There are three phases of digital transformation: pre, during and post, each different in terms of talent required. In the pre-phase, you need employees with risk-taking and entrepreneurial abilities, while the post-phase requires people with project management skills. The challenge is to identify the new skills necessary to manage a digitally transformed organization. For example, in the pre-phase, all processes are human-driven. In the post-phase, humans might run 50 percent of the operation while technology such as Artificial Intelligence (AI) runs the other 50 percent. A supervisor must have the skills required to lead a team of humans and bots to be effective post-phase. 

As a result, the roundtable suggested organizations modify job descriptions to include terms such as digital awareness, AI and Machine Learning to enable the talent acquisition team to shortlist the right types of candidates. The panel also suggested upskilling existing employees by identifying the top 10 new competencies that will be needed, and then building an internal intervention program to develop those competencies.

========

● **GOALS**
#1 In the passage on digital transformation, swap "supervisor" for "manager" and give the text from "There are three" up to and including "be effective post-phase.".
#2 Can you answer these questions from the passage on digital transformation?
(a) What skills does the post-phase require?
(b) In the post-phase, what share of the operation might humans run?
(c) How many new competencies did the panel suggest identifying?
#3 How would you carry on the passage on digital transformation and talent from where it stops?
The records have no connection to the passage on digital transformation.

(Data listing)

========

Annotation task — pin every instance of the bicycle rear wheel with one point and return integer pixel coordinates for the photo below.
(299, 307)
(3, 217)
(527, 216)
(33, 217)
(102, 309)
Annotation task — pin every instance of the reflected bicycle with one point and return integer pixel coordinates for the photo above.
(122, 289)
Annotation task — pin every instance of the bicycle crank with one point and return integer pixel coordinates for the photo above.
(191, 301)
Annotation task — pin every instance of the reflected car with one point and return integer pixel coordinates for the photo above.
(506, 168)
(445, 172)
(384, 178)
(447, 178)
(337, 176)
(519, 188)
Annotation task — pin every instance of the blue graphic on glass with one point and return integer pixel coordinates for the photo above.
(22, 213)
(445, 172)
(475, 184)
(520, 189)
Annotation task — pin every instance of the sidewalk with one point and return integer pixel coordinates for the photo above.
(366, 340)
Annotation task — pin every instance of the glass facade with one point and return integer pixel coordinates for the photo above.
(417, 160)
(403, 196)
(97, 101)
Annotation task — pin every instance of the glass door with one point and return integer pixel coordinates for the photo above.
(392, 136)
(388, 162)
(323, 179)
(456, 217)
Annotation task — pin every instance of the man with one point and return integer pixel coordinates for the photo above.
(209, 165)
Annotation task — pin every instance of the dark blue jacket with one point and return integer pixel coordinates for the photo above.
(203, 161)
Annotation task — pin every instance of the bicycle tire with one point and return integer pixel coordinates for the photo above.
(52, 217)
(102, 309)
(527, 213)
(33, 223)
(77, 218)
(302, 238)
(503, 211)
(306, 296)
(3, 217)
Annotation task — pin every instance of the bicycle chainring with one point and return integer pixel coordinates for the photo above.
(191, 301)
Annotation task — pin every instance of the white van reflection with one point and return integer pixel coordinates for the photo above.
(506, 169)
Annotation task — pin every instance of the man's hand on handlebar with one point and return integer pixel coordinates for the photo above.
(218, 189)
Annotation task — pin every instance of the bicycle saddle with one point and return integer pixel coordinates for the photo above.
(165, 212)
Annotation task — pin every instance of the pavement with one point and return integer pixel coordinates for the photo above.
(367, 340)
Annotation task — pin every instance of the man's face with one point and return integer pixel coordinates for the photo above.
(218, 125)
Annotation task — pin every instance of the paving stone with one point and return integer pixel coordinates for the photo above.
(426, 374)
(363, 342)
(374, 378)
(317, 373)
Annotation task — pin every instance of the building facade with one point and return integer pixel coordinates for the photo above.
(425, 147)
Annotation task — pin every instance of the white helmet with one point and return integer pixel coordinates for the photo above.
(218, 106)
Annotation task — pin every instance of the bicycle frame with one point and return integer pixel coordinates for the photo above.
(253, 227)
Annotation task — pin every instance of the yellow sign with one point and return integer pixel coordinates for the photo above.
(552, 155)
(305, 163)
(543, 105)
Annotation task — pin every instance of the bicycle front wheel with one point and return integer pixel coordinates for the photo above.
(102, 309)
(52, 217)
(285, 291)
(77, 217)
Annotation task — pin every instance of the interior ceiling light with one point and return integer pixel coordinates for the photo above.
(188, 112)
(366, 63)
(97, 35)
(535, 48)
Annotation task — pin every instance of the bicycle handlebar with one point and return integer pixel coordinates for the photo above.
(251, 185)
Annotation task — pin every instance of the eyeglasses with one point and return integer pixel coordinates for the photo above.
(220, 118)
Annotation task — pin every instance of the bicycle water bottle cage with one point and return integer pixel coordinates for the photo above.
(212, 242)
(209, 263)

========

● **FINAL ANSWERS**
#1
There are three phases of digital transformation: pre, during and post, each different in terms of talent required. In the pre-phase, you need employees with risk-taking and entrepreneurial abilities, while the post-phase requires people with project management skills. The challenge is to identify the new skills necessary to manage a digitally transformed organization. For example, in the pre-phase, all processes are human-driven. In the post-phase, humans might run 50 percent of the operation while technology such as Artificial Intelligence (AI) runs the other 50 percent. A manager must have the skills required to lead a team of humans and bots to be effective post-phase.

#2
(a) Project management skills.
(b) 50 percent.
(c) The top 10.

#3
2. Make Continuous Learning a Part of the Corporate Culture

Organizations today are challenged to ensure that employees are constantly learning new skills. They can encourage employees to do so on their own time, but it often does not happen because employees don’t see how they benefit personally from it.  This is a challenge, particularly for small organizations that don’t have the budget for corporate training and development, yet also struggle to hire quality candidates who prefer to work for big brands. 

The roundtable panelists suggested a possible solution: hiring the right candidates who are willing to learn and then reskill them for new technologies such as AI and robotic process automation (RPA). To overcome the reluctance to learn new skills, the panelists unanimously agreed that organizations must look for ways to overcome that stickiness. Suggestions included tying learning to rewards and recognition, making the learning platform more interesting by sending e-cards, and making customer data public on the app to send a message of trust. They also agreed that creating informal communities dedicated to certain skills such as AI, testing or development would encourage employees to exchange ideas and grow. Everyone agreed that the ultimate goal is to engage people to promote learning.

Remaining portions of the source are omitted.